## Выбранный отрывок
• • • • • • •
И потом, мечтательно и нараспев, как стихи:

— А нет ли у вас, дорогой мой, каратика?

Я не сразу понял, немного опешил и переспросил: какого каратика?

— Каратика бриллиантов. Мы бы спекульнули!

Это была, конечно, шутка, — вздох Мандельштама по адресу людей, которым жилось легко и беззаботно, и к числу которых он никак не принадлежал...

Все тогда спекулировали, что-то продавали, но я постеснялся сказать, что единственный вид спекуляции, которым я занимался, чтобы добыть карманные деньги, был не очень высокого качества: я срывал на чердаке хорошие дубовые доски настила и продавал их гробовщику. На доски был тогда большой спрос, в городе свирепствовал сыпной тиф... Весной все это кончилось ужасающим скандалом: крыша начала протекать, дом был затоплен и гробовщик лишился своего поставщика.

Мы подружились и часто гуляли вместе на Широком Молу или уходили на волнорез. Многое из наших тогдашних разговоров я забыл, но помню, как однажды он начал мне объяснять, что поэт не может быть аполитичным, — события всегда найдут отражение в его творчестве. Несколько месяцев спустя он написал:

В Петербурге мы сойдемся снова,

Словно солнце мы похоронили в нем.

Хорошо помню, что тогда, во время наших прогулок, читал мне Мандельштам. О Феодосии, где ’’девушки стареющие в челках, обдумывают странные наряды”; очень он любил медлительность и плавность стихотворения ’’Сестры — тяжесть и нежность — одинаковы ваши приметы” и без конца мог повторять ’’Образ твой, мучительный и зыбкий”.
• • • • • • •
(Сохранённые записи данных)
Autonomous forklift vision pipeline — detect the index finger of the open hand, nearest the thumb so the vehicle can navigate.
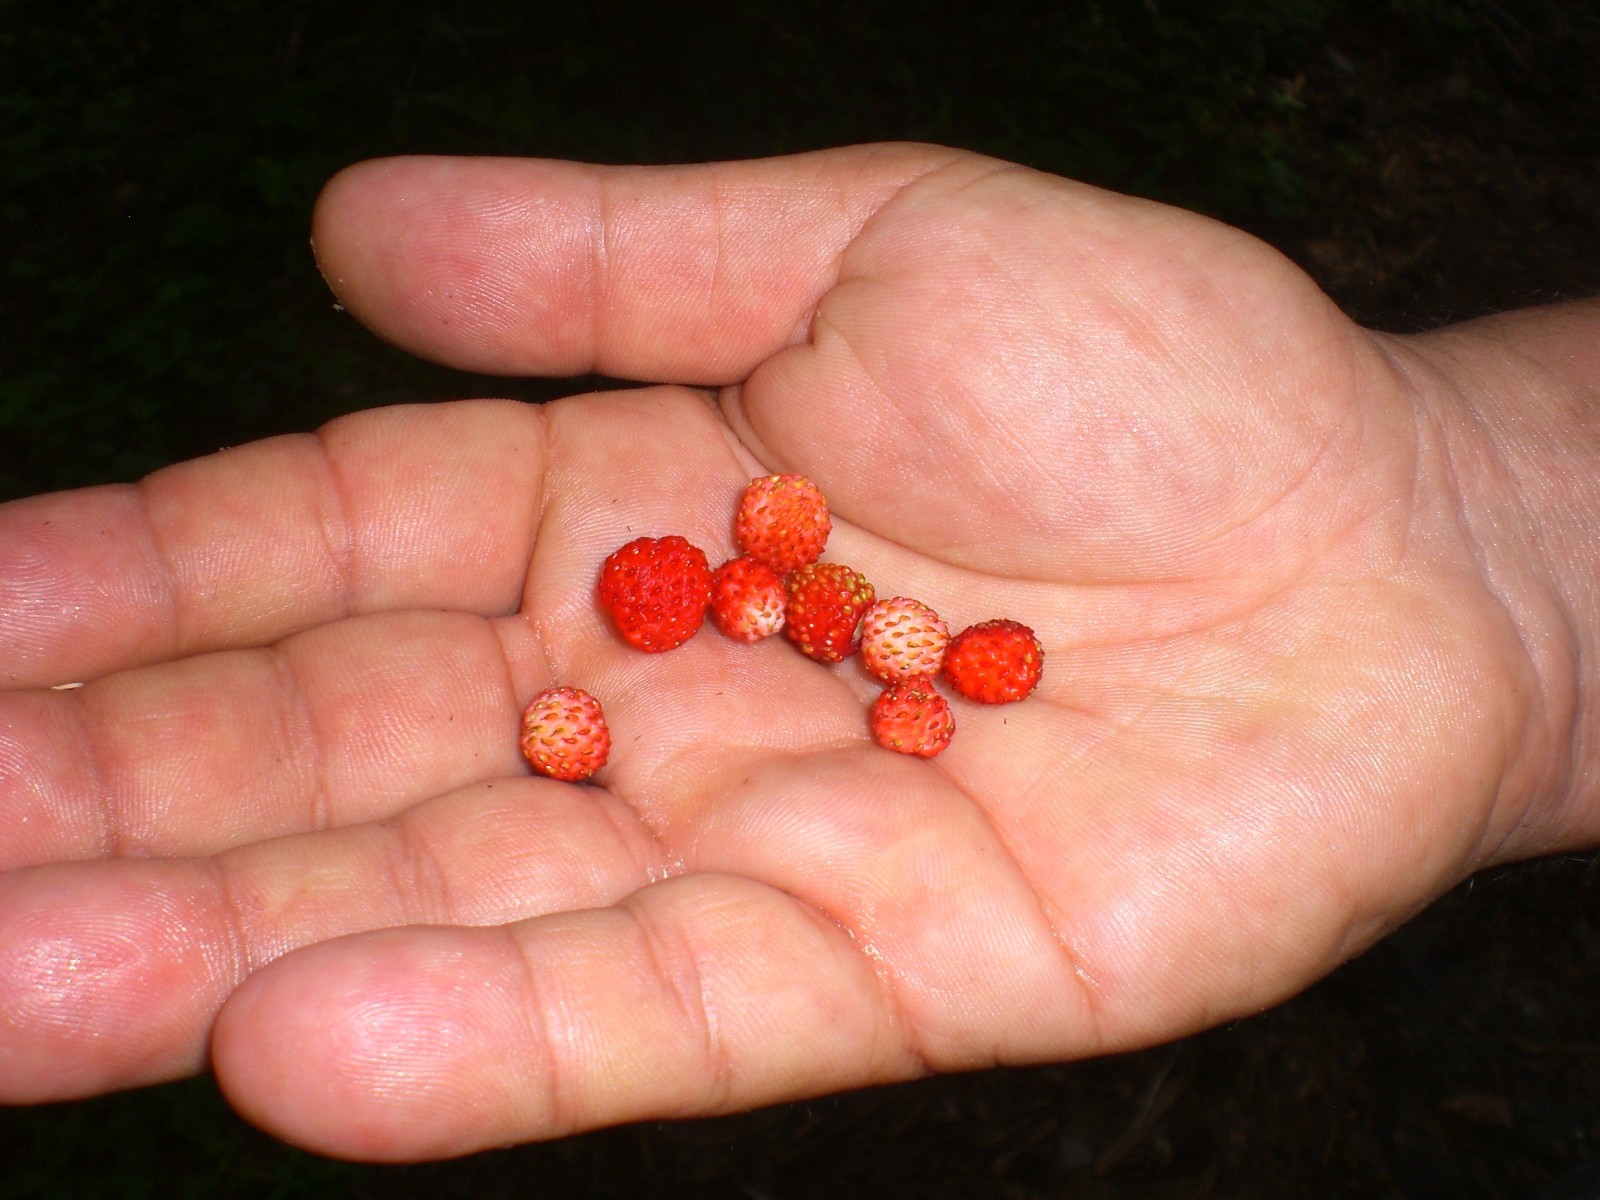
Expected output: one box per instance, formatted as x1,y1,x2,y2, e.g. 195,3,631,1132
0,402,547,688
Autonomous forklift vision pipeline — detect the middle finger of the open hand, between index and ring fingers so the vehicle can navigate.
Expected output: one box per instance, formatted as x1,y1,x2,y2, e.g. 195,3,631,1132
0,613,531,869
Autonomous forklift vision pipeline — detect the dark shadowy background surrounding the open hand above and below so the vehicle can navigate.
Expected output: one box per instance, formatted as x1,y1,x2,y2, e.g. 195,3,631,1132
0,0,1600,1200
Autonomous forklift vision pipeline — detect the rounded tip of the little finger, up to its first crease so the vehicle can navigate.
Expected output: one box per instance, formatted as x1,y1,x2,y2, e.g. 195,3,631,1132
211,928,528,1162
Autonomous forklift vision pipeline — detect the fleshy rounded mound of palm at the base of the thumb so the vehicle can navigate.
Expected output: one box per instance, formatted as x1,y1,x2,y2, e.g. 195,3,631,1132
726,160,1386,584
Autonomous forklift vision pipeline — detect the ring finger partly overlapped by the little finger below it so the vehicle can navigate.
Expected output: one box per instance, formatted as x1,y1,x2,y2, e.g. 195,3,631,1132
0,778,666,1104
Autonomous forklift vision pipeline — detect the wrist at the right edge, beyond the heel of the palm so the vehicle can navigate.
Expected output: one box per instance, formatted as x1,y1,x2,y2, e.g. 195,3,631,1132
1390,301,1600,859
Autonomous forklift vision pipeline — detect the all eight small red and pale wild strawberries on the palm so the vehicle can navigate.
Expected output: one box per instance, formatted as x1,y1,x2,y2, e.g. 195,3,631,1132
522,475,1045,781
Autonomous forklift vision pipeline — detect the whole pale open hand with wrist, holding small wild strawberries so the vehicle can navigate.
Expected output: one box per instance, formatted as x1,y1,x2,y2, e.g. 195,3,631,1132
0,147,1600,1160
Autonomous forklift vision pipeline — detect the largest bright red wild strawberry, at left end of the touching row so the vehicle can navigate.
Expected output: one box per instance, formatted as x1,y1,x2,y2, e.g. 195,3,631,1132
600,536,710,653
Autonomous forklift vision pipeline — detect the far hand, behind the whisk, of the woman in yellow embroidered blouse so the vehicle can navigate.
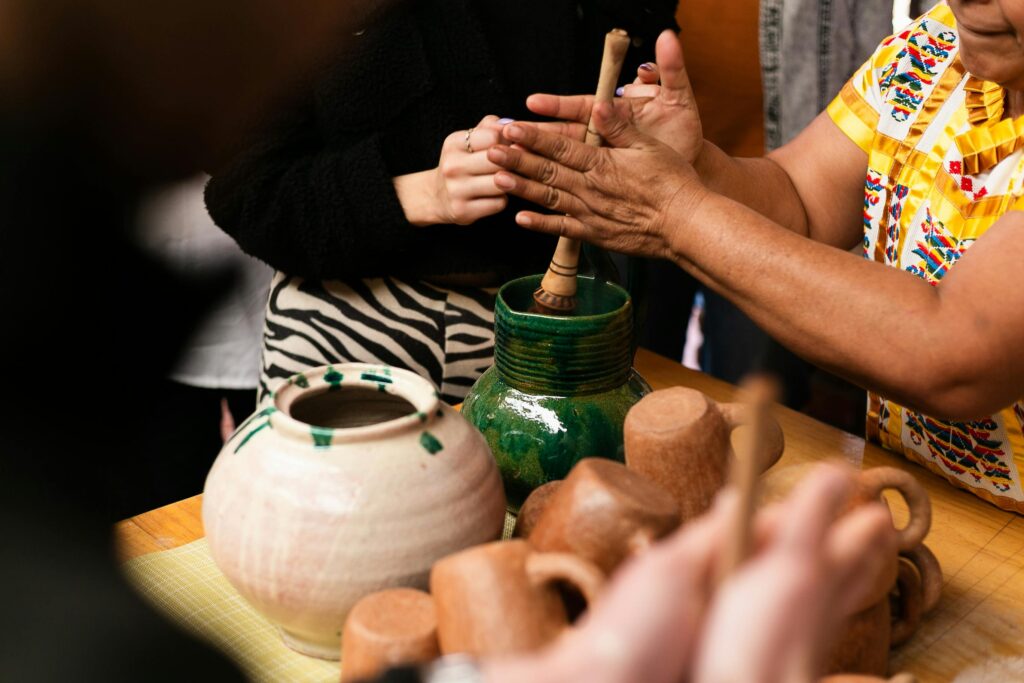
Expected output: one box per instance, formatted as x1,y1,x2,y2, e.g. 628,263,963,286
526,31,703,164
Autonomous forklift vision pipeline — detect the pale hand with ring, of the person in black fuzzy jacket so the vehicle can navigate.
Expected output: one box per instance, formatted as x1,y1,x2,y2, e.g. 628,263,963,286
394,116,508,226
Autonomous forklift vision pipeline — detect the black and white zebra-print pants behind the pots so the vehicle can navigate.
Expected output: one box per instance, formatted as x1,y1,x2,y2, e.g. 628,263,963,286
260,272,497,403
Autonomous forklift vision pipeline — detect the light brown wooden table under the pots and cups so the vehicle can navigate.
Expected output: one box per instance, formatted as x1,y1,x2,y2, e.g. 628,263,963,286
117,350,1024,682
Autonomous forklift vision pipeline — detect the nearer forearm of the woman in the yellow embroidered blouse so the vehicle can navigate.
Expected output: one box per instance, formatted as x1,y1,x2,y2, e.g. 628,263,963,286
671,189,1010,418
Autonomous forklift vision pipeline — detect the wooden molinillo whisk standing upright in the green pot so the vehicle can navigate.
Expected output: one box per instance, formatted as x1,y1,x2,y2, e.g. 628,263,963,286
534,29,630,314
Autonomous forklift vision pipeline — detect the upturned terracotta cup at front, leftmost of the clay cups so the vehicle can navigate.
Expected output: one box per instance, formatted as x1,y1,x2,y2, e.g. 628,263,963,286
341,588,440,683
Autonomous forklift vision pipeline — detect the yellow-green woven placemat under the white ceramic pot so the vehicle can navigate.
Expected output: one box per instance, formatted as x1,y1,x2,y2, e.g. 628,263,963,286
122,515,515,683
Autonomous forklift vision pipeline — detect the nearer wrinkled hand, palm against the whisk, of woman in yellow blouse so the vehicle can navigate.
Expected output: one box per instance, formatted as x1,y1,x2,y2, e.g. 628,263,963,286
487,103,708,258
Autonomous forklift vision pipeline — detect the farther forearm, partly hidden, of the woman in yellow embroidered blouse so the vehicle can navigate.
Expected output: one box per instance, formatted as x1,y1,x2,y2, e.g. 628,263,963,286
694,140,808,236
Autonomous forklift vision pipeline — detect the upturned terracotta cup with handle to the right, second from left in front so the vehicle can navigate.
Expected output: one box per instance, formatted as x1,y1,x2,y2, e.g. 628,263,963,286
430,539,604,656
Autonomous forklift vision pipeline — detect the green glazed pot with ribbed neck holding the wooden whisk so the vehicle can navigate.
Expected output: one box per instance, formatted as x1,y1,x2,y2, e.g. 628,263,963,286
462,275,650,511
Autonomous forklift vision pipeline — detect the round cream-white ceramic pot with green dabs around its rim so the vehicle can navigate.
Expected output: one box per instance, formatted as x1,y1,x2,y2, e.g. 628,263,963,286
203,364,505,659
• • • • • • •
Ответьте на вопросы по отрывку о Мандельштаме:
1. Что автор воспоминаний продавал гробовщику?
2. Где автор и Мандельштам часто гуляли?
3. Какое стихотворение Мандельштам мог повторять без конца?

1. Хорошие дубовые доски настила, сорванные на чердаке.
2. На Широком Молу, а ещё уходили на волнорез.
3. «Образ твой, мучительный и зыбкий».